# TEXT TO READ:
--*--
Confronting a passive aggressive employee can be tricky. After all, their behavior shows that by nature they're non-confrontational. But in my experience, passive aggressive people really do want to talk about the issue, they just don't know how to communicate it effectively (or at times, maturely).
Reach out to them in person and ask to meet for coffee. Tell them you've noticed that there may be something going on, and you'd like to listen and learn more about how they're doing. Come from a place of concern, not anger.
2. Prepare Questions
You may run the risk that the employee doesn't openly share what's bothering them at your meeting. They may still resort to their passive aggressive ways, shrugging their shoulders and curtly saying everything is fine. Breathe and stay calm.
Refer to the questions you've prepared that could reveal more of what's going on. Some examples include:
- Are you happy with your work/life balance?
- On a scale of 1 to 10, how appreciated do you feel by the company, your managers, and your coworkers?
- What do you find the most challenging about your role?
- If you could change something about your job and day-to-day responsibilities, what would they be?
--*--
# YOUR OBJECTIVE:
Continue the text above on confronting a passive aggressive employee, picking up after its final sample question. Nothing in the listing is needed for the task.

# MATERIAL:
--*--
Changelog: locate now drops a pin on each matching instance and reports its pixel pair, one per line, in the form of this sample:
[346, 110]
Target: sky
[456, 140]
--*--
# RESPONSE BELOW:
Make sure to write down their responses, and then summarize them back at the end of the meeting so the employee knows they've been heard.
3. Plan Ahead
Don't expect to change their attitude. If they're being passive aggressive in the workplace, then you can bet they have acted this way for their entire lives.
While you want to be compassionate, you also want to let them know that their lack of communication was affecting the team and their performance. Approach this part delicately. Start by saying that your door is always open, and you're happy to sit down with them in the future at any time.
Then plan a follow-up meeting to see if the situation has improved. This will let the employee know that you care about their progress, yet are also serious about preventing more passive aggressive behavior in the future.